= GIVEN INSTRUCTION =
Reproduce verbatim the lines of the material below, beginning with the line containing "Every instance of the blurred" and continuing through the line containing "[[313, 276]]", with both of those lines included.

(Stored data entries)

____________________

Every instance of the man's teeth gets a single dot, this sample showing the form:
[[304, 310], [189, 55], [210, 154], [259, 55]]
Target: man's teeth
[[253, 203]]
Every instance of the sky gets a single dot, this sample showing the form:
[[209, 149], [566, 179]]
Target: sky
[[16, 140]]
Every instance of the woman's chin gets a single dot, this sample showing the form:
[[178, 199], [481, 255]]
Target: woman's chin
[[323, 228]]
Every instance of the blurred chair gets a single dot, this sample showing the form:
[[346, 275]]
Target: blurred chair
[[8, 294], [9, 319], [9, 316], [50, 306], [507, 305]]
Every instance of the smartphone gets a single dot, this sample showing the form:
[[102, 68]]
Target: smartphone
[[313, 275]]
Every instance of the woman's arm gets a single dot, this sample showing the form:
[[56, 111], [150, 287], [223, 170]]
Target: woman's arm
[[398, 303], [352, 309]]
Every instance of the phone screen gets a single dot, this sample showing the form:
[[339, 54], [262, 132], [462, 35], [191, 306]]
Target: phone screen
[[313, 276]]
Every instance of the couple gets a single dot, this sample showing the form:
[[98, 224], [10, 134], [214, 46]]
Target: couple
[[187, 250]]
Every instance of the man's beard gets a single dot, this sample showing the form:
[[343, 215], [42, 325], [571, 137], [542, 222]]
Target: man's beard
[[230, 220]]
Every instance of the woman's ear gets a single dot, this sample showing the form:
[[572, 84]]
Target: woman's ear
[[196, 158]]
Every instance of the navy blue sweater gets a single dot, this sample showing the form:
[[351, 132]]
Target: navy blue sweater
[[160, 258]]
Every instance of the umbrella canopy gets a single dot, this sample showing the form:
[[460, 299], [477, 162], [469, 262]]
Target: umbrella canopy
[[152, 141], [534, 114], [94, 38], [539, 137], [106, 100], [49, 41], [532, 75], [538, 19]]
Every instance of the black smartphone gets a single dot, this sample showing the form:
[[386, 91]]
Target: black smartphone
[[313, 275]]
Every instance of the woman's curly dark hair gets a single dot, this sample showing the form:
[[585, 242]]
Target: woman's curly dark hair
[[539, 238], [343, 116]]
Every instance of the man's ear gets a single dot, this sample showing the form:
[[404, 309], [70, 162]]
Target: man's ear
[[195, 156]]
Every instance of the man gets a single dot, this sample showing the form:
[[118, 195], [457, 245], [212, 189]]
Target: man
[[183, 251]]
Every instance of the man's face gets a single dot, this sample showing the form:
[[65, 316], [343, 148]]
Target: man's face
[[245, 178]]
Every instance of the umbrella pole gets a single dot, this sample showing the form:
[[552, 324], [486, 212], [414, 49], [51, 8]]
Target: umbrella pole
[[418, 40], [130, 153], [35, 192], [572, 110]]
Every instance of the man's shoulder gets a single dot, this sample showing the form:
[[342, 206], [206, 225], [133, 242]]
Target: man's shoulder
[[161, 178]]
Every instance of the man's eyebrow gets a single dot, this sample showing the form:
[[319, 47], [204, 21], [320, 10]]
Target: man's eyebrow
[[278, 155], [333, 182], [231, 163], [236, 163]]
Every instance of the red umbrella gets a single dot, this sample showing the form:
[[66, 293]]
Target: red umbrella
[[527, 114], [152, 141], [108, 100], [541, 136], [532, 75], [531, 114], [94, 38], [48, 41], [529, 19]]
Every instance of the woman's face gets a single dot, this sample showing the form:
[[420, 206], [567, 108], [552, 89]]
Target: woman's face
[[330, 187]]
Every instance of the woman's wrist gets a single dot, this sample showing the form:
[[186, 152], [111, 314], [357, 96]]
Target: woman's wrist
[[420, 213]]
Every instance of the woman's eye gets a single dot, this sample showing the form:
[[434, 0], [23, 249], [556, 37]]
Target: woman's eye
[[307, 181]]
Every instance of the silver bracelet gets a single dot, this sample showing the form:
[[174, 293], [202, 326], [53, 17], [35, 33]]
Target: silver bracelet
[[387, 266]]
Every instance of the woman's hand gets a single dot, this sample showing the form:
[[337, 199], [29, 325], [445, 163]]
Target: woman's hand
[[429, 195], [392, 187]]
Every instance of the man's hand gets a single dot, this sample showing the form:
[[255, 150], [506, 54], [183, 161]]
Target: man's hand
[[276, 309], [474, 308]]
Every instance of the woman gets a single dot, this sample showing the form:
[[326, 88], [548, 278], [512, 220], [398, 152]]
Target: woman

____________________

= EXERCISE RESULT =
Every instance of the blurred chair gets a single dot, this sample showing the form:
[[346, 275]]
Target: blurred chair
[[8, 294], [9, 319], [9, 316], [50, 306], [507, 305]]
Every instance of the smartphone gets a single dot, this sample showing the form:
[[102, 68]]
Target: smartphone
[[313, 275]]
Every instance of the woman's arm gets a single dot, this sample showing the form:
[[56, 111], [150, 287], [223, 170]]
Target: woman's arm
[[398, 303], [352, 309]]
Every instance of the phone screen gets a single dot, this sample showing the form:
[[339, 54], [262, 132], [462, 35], [191, 306]]
Target: phone screen
[[313, 276]]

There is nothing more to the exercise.